As a general matter, the Proposal introduces a wide range of new mechanisms that will require adaptation by investment funds managers. Although it aims to simplify administrative burdens, the Proposal creates additional layers for product discovery and comparability, and will imply a more careful operationalisation of disclosures, categorisation logic, and internal governance. This revision of SFDR will alter how products are presented, what evidence is expected, and how investors will interpret sustainability narratives.
The implementation of the Proposal will likely require additional guidance from the regulators and legislators, as well as waiting for the regulatory technical standards which should be published by the Commission to facilitate the use of SFDR 2.0.
This publication aims to present the most striking changes introduced by the Proposal.
Main takeaways
Introduction of new categories
The Proposal introduces three categories for sustainability‑related financial products, each anchored by a minimum 70% investment threshold, measured using credible sustainability‑related indicators aligned to the product's binding strategy and a specific list of investments that can be made by such a product of a certain category:
Transition category (new Article 7):
- Requirements: products must allocate at least 70% of investments toward a clear, measurable transition objective and apply modified EU Climate Transition Benchmark (CTB) exclusions, including use‑of‑proceeds safeguards.
- Type of strategies/investments: investing in EU climate benchmarks, Taxonomy‑aligned and transitional activities, credible transition plans/targets, and structured engagement are strategies that can qualify for the transition category. A portfolio‑level transition target approach is also permitted.
- Additional considerations: Where a product replicates or is managed in reference to an EU CTB or EU Paris‑Aligned Benchmark (PAB), or has at least 15% Taxonomy alignment, it is deemed to meet the 70% threshold. Additional exclusions capture, among others, developers of new hard coal, oil or gas projects and certain high‑intensity power generation, subject to limited use‑of‑proceeds carve‑outs. Products in this category must identify and disclose PAIs and actions to address them.
ESG basics category (amended Article 8):
- Requirements: products must allocate at least 70% of investments integrating sustainability factors beyond risk‑management considerations, supported by credible indicators and apply CTB exclusions, including use‑of‑proceeds safeguards.
- Type of strategies/investments: permitted investments include, among other, holdings with stronger ESG ratings or performance against a chosen indicator, with proper justification in disclosures.
- Additional considerations: there is no PAI disclosure requirement specific to this category, and ESG basics products cannot pursue an "impact" strategy.
Sustainable category (amended Article 9):
- Requirements: products must allocate at least 70% of investments to meet clear, measurable sustainability objectives, with Paris‑Aligned Benchmark (PAB) exclusions, additional exclusions for fossil‑related activities, and use‑of‑proceeds safeguards.
- Type of strategies/investments: permits "other investments" in sustainable undertakings, activities or assets contributing to sustainability, with proper justification.
- Additional considerations: where a product replicates or is managed in reference to an EU PAB, or has at least 15% Taxonomy alignment, it is deemed to meet the 70% threshold. Products in this category must identify and disclose PAIs and actions to address them.

Directive A =>
In the records below, copy out word for word every line from the one containing "For the evaluation set, point out every instance of the combat" through the last line of the records.

Supplied material =>
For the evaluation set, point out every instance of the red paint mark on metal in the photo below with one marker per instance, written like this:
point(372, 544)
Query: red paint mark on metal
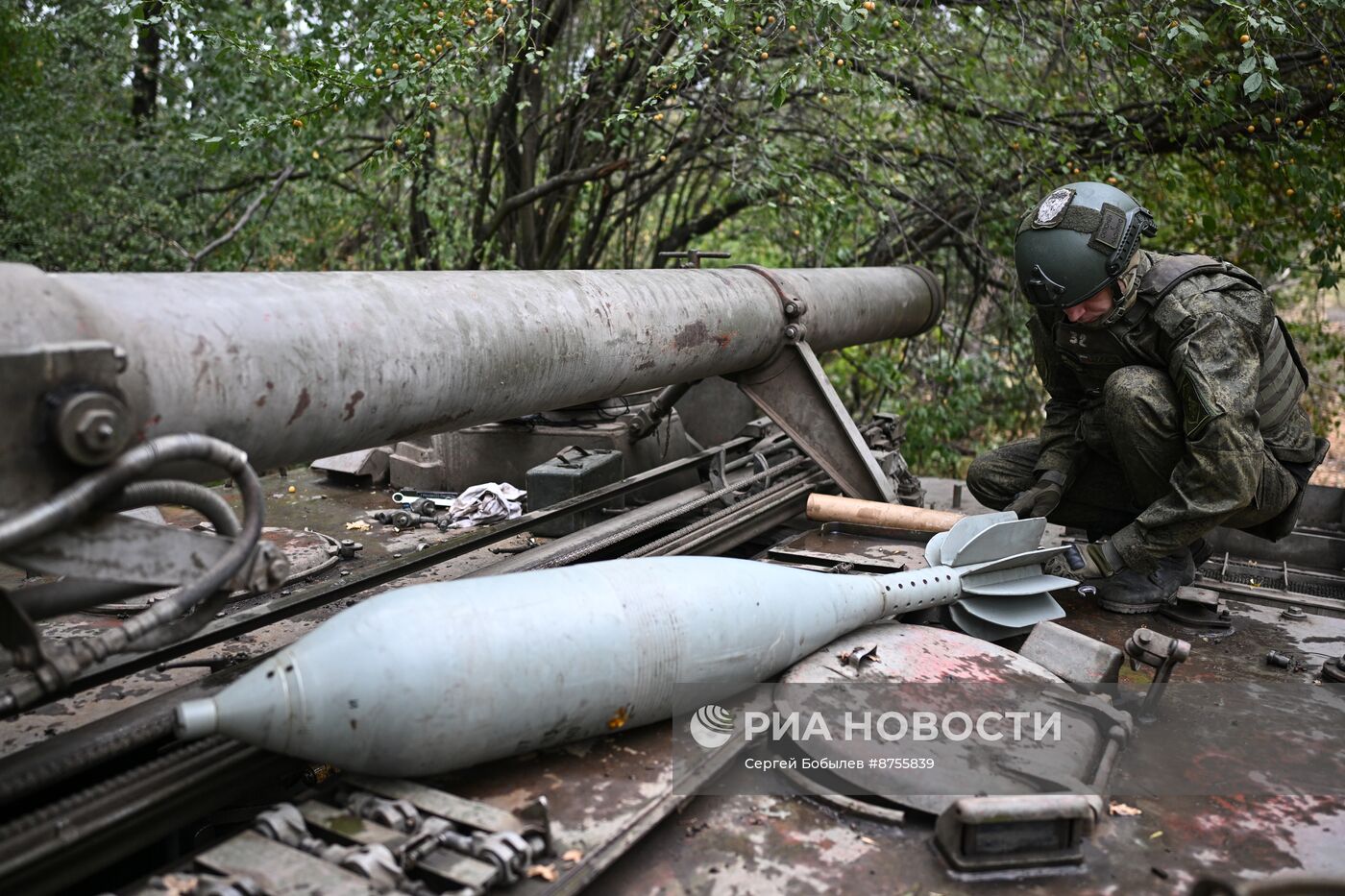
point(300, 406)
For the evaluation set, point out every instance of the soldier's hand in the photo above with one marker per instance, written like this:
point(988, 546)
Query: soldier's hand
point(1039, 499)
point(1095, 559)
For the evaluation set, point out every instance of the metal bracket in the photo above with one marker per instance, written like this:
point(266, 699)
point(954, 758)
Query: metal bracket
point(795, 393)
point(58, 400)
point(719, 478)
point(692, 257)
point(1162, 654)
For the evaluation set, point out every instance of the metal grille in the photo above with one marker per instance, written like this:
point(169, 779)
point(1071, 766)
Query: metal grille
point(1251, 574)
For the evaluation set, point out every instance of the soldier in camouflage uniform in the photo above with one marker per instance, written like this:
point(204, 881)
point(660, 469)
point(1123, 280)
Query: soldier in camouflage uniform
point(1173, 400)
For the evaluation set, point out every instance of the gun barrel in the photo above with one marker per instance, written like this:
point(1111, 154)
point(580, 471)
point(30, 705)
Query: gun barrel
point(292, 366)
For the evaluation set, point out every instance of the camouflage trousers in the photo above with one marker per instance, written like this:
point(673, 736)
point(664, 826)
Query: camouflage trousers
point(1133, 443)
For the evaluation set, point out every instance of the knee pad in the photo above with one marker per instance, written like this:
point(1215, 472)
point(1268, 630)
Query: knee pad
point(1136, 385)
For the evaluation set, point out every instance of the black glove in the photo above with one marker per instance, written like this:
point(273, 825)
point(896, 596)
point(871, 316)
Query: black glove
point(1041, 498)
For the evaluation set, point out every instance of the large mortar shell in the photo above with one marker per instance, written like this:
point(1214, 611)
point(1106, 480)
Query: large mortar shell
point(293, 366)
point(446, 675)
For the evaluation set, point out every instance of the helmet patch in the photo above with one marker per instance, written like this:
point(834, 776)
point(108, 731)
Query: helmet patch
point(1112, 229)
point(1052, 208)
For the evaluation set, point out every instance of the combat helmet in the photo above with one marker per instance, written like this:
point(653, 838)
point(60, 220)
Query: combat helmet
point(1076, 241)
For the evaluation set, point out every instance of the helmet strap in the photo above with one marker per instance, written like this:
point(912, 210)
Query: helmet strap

Directive B =>
According to the text on the SFDR proposal above, what minimum investment threshold anchors each of the three new product categories?

Full response A =>
For the evaluation set, point out every instance of the combat helmet in the photo above with one marker per instance, written like this:
point(653, 838)
point(60, 220)
Query: combat helmet
point(1076, 241)
For the evaluation set, point out every instance of the helmet strap in the photo above with one marker per instance, written like this:
point(912, 210)
Query: helmet strap

Full response B =>
Each category is anchored by a minimum 70% investment threshold.